### [Task directions]
Pick out every line below that contains the word "cloud" and copy each of those lines.

### [Entries]

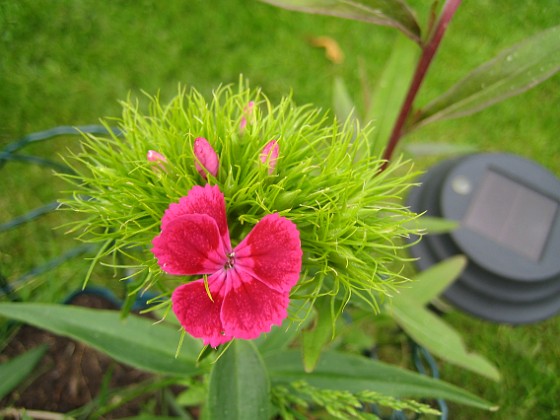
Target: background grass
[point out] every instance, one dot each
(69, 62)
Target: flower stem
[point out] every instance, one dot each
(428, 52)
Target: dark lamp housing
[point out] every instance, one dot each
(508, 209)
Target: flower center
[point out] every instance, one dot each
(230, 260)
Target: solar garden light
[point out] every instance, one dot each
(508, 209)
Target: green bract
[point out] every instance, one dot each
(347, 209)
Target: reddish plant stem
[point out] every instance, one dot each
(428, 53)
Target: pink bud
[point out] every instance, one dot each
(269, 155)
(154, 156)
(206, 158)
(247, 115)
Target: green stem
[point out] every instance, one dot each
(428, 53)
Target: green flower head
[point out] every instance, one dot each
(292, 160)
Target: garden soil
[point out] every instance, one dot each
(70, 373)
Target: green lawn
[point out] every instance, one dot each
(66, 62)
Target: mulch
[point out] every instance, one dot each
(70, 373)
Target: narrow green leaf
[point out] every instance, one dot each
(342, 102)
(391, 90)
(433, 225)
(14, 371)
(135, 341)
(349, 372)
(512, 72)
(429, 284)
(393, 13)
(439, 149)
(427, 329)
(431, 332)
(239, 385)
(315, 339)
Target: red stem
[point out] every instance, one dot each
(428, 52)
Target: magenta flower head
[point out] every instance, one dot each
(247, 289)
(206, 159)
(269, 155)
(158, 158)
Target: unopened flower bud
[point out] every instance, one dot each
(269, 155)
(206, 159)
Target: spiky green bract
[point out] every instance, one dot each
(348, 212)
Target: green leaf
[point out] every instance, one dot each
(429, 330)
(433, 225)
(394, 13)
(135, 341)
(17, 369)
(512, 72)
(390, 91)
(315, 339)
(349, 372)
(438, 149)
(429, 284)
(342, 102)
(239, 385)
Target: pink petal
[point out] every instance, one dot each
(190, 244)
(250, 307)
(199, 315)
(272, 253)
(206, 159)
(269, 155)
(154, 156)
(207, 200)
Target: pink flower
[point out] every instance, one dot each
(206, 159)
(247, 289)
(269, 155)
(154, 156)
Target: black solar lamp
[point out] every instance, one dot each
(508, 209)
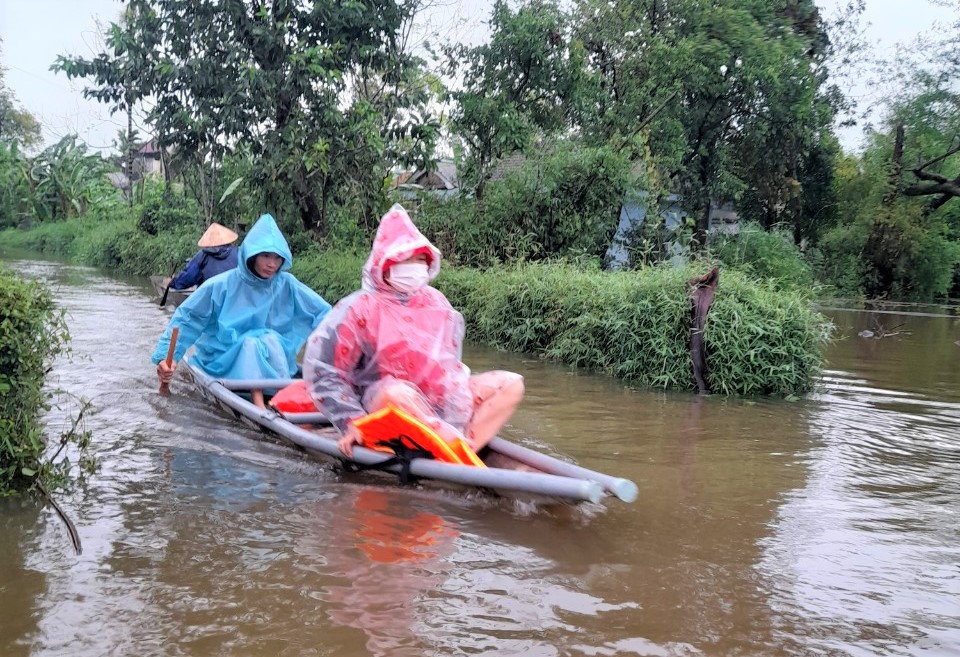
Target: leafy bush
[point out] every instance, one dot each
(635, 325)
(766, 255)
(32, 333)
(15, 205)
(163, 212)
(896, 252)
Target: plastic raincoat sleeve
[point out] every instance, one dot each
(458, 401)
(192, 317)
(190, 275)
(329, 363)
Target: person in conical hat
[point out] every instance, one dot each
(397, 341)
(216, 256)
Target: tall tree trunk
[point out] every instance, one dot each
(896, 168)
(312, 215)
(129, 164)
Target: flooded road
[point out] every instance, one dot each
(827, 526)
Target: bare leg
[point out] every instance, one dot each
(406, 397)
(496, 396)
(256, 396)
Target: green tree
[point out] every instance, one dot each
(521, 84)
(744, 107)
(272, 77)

* * *

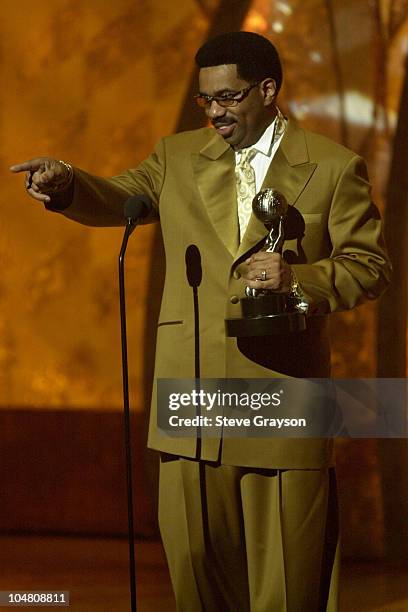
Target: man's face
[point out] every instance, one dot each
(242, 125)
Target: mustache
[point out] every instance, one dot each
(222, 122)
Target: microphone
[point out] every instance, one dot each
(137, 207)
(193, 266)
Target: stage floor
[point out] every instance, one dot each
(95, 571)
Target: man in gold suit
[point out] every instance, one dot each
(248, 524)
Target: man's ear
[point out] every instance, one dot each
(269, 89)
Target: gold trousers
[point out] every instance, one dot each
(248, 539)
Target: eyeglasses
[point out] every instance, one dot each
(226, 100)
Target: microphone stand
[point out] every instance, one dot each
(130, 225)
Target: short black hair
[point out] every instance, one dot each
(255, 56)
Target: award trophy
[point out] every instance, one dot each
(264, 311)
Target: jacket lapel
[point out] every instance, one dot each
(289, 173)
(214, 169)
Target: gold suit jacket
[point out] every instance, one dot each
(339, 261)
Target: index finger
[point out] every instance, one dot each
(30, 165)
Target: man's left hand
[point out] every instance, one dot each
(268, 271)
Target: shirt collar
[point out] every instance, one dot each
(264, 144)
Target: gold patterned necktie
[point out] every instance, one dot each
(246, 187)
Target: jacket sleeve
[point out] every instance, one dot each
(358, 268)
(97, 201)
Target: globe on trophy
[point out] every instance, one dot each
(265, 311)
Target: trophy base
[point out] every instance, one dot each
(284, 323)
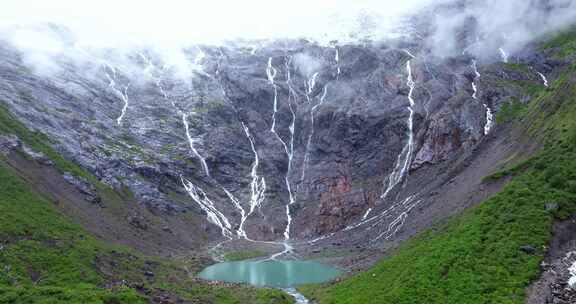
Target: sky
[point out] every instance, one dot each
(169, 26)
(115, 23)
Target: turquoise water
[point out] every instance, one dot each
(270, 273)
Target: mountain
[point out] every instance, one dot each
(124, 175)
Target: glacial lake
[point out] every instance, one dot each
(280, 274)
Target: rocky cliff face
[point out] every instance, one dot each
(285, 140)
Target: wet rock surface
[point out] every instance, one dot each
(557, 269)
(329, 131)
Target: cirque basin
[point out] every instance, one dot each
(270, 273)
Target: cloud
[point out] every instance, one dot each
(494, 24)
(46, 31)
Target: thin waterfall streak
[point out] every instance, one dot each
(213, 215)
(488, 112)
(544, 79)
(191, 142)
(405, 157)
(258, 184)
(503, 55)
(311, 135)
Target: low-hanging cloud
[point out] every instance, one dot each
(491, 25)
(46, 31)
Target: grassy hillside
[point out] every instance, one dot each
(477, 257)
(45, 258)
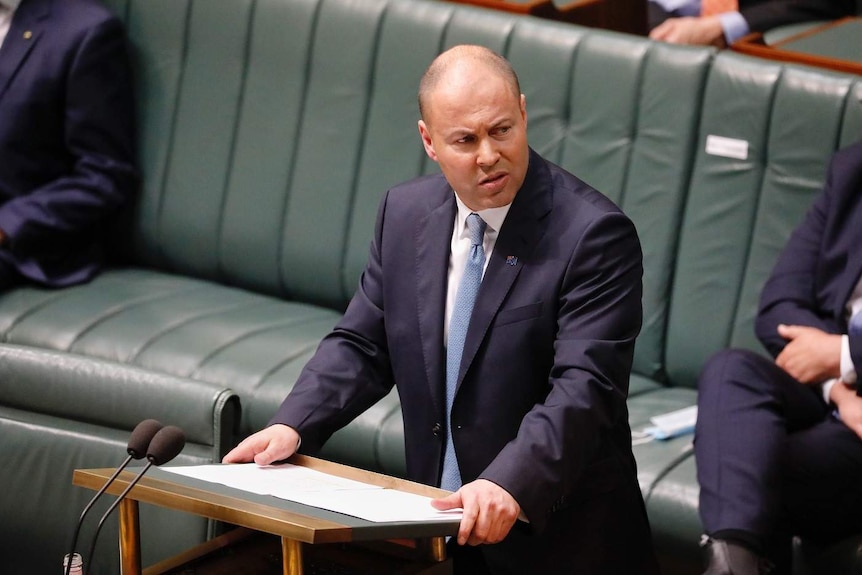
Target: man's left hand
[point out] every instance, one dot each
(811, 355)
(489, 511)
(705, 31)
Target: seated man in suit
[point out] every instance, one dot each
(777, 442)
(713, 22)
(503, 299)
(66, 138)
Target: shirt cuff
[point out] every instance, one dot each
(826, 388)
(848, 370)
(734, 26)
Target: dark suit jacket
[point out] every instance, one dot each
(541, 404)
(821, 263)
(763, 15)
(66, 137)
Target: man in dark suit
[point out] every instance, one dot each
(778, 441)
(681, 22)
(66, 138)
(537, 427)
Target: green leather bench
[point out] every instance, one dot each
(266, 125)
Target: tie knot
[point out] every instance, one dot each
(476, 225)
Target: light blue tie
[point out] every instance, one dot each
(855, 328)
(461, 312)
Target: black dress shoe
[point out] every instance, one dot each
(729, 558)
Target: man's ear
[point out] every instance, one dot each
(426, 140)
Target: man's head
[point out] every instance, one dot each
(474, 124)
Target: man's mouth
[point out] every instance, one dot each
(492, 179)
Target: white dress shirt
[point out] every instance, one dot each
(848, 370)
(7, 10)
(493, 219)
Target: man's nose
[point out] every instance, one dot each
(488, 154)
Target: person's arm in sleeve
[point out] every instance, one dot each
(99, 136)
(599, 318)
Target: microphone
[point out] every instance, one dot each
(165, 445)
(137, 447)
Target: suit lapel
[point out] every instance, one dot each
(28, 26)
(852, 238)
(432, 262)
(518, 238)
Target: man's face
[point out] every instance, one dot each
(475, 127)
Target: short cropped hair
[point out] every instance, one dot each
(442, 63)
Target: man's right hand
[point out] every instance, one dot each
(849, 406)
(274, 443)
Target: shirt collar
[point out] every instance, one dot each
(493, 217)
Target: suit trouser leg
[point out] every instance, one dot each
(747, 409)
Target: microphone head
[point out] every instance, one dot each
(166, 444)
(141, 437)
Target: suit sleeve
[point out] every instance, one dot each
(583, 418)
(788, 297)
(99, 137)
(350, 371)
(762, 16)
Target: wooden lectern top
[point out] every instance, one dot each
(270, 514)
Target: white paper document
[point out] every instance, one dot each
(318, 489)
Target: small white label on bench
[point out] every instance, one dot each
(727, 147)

### [Reply]
Target: cloud
Target: low-hanging cloud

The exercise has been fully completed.